# Set problem:
Arrange the data from the line with "Task: for the roadway count, mark the woman in" up to and including the line with "[1059, 637]" as a numbered list, one line per number, leaving out any blank lines.

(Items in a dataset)
━━━━
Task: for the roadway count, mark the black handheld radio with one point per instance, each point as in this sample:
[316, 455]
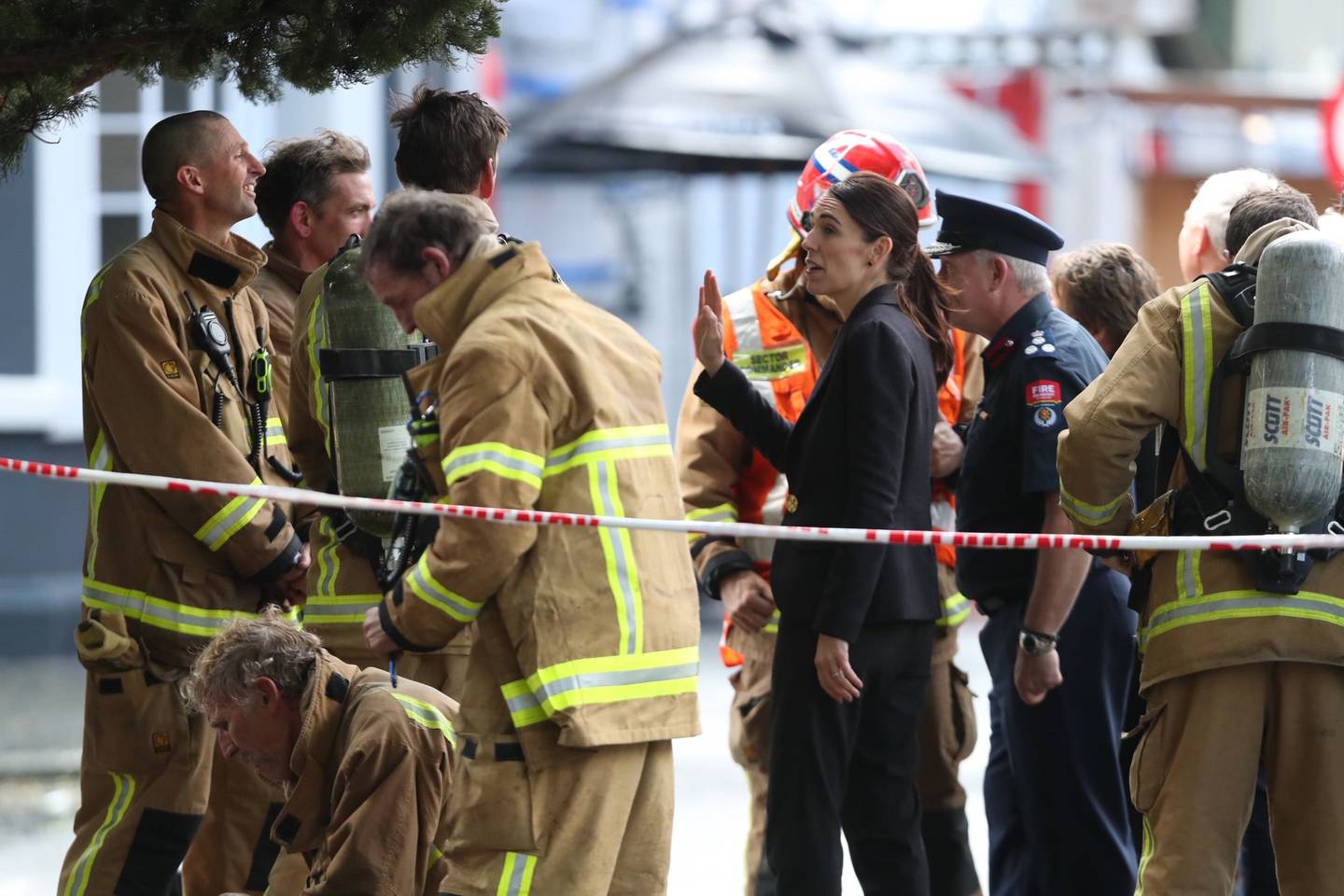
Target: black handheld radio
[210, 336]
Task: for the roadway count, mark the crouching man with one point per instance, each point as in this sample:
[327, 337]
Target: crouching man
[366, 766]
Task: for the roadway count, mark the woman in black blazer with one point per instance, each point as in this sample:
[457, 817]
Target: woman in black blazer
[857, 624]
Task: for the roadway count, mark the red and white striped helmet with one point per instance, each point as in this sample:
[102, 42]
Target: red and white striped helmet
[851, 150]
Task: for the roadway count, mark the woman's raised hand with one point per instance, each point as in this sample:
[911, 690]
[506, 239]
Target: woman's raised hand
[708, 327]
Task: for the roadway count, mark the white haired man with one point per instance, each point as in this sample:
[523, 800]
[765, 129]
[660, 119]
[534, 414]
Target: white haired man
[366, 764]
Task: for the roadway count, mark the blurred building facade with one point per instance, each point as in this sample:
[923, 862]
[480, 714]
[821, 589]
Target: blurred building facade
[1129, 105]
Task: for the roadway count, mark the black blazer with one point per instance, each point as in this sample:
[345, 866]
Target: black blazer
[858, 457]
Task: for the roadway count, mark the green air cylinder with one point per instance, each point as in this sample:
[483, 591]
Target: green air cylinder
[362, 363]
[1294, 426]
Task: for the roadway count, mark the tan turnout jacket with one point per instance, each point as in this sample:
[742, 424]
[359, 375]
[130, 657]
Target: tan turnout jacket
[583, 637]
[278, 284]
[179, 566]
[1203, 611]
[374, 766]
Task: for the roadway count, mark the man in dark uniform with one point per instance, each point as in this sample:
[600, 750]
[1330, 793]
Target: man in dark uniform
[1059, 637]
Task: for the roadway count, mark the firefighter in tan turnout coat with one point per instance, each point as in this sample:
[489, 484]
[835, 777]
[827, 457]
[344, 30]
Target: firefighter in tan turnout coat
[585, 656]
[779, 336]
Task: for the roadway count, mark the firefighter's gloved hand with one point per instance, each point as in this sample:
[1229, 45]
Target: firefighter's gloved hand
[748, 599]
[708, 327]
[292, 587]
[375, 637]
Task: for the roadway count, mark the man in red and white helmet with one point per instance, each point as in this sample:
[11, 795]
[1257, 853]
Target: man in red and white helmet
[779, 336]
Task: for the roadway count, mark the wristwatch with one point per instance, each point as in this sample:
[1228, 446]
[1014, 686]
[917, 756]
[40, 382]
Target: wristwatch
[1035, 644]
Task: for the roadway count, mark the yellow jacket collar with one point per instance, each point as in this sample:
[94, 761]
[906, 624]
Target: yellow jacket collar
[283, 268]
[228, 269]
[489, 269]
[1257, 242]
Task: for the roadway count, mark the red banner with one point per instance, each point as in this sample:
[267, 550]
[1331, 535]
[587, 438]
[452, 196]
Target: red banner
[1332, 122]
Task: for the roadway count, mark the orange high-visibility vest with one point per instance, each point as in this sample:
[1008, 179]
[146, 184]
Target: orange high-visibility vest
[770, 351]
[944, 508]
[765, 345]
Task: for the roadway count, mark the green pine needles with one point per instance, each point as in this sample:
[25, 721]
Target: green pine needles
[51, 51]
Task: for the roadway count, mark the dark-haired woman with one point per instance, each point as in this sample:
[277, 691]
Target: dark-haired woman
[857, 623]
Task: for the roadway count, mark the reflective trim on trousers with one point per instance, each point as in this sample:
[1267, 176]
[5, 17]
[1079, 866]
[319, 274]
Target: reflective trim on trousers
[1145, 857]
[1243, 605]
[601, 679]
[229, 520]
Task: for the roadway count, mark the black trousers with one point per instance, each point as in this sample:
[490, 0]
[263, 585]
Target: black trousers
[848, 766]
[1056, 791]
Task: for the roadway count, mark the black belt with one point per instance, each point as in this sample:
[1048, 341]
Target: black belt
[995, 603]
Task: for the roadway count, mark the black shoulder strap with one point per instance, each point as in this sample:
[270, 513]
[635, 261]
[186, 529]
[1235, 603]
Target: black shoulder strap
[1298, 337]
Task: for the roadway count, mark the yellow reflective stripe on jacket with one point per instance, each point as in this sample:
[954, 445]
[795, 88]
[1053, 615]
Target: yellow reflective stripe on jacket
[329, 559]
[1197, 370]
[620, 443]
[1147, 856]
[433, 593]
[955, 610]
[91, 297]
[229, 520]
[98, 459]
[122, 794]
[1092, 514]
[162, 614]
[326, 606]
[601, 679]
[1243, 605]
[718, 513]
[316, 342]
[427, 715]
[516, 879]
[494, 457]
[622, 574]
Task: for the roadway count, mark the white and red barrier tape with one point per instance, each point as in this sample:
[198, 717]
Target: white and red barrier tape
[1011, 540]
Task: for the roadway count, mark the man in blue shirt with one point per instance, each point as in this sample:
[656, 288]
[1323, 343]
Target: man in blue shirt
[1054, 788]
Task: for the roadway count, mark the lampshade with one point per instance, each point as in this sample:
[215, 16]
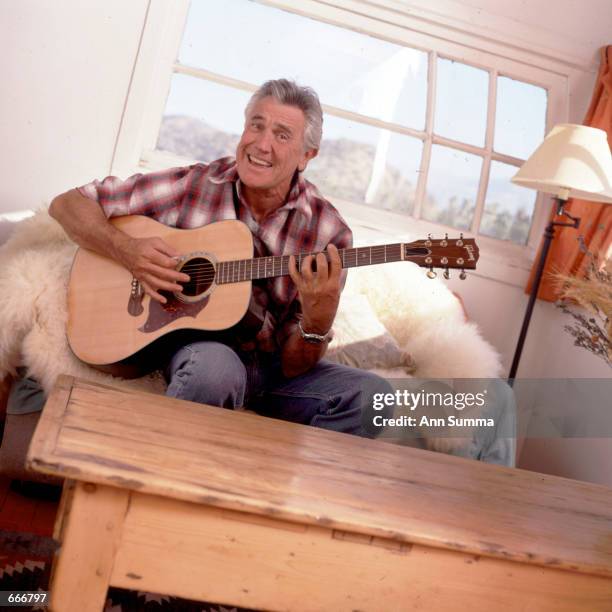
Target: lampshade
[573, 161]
━━━━
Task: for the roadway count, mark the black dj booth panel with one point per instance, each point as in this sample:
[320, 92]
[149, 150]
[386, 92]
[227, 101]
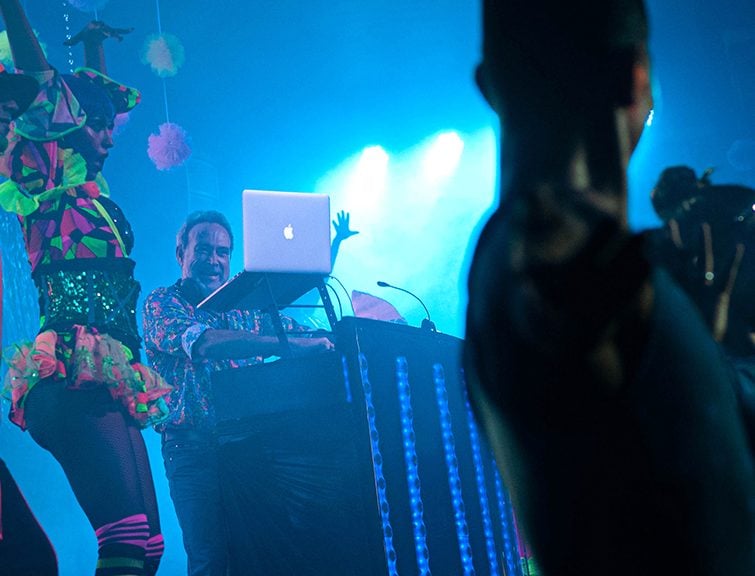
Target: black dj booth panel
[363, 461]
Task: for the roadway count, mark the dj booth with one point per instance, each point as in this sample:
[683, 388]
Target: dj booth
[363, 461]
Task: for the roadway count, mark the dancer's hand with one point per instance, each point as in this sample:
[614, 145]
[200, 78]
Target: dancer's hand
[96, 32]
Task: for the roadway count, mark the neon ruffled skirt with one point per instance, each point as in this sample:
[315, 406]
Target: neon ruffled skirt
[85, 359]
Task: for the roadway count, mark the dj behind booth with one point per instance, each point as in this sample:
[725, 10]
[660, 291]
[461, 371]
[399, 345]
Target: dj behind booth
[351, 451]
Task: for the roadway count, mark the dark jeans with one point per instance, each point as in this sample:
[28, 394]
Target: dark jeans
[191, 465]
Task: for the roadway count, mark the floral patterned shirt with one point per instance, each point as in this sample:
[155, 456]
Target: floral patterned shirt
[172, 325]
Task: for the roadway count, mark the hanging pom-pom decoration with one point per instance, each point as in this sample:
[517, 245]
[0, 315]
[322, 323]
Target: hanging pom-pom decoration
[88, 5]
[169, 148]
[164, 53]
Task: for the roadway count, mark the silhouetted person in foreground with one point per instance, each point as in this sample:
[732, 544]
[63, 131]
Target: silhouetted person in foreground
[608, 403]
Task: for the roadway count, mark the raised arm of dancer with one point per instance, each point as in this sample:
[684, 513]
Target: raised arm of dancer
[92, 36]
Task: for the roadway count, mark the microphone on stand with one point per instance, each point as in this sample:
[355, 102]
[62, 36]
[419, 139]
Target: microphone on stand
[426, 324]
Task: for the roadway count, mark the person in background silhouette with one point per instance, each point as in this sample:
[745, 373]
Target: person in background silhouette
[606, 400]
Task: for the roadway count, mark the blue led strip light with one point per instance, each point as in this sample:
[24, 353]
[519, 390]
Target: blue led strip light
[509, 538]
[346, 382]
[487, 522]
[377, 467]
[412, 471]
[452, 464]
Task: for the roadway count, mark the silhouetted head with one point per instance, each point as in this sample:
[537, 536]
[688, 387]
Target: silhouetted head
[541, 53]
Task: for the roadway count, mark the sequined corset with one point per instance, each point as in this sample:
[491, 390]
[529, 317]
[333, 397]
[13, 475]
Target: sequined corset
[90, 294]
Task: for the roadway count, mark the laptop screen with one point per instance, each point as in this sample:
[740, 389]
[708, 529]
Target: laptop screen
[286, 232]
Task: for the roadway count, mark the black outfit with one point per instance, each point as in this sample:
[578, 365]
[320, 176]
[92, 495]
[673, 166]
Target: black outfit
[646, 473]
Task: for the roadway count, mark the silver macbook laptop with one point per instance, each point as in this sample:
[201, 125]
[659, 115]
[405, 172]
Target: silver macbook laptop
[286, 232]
━━━━
# Result for this task:
1. Task: for the roadway count, mark the woman in black blazer with one point per instance, each point as in this sample:
2. [457, 817]
3. Target: woman in black blazer
4. [857, 624]
5. Task: for the roadway count, mark the red and white striped helmet with one point per instance, each point as in this sample:
6. [102, 42]
7. Target: red and white striped helmet
8. [851, 150]
9. Task: for the roadway count, mark the woman's raised hand with one point per instance, each point as in this sample:
10. [911, 690]
11. [506, 239]
12. Target: woman's raised hand
13. [708, 327]
14. Task: for the roadway count, mark the white haired man with one point per instance, each point as in this sample:
15. [523, 800]
16. [765, 129]
17. [660, 119]
18. [534, 414]
19. Target: white haired man
20. [366, 764]
21. Task: for the roadway count, mark the blurred building facade with one point per instance, each point as in this sample:
22. [923, 862]
23. [480, 714]
24. [821, 589]
25. Target: blurred building facade
26. [1129, 105]
27. Task: for the roadway count, mark the black blazer with one point per instance, each point as in this sample:
28. [345, 866]
29. Target: black blazer
30. [858, 457]
31. Task: for the roadway count, mark the green air cylinder with one point per instance, each point as in this sample:
32. [483, 591]
33. Target: green air cylinder
34. [362, 363]
35. [1294, 426]
36. Task: for the roadway count, mark the tan turnout jacket with one point per instance, each point as in this sample:
37. [742, 424]
38. [359, 375]
39. [130, 657]
40. Target: tan turnout jacket
41. [583, 637]
42. [278, 284]
43. [179, 566]
44. [1203, 611]
45. [374, 766]
46. Task: for the roadway count, mark the man in dark uniform with one point per instance, each point as in this sample:
47. [600, 750]
48. [1330, 793]
49. Target: man in dark uniform
50. [1059, 637]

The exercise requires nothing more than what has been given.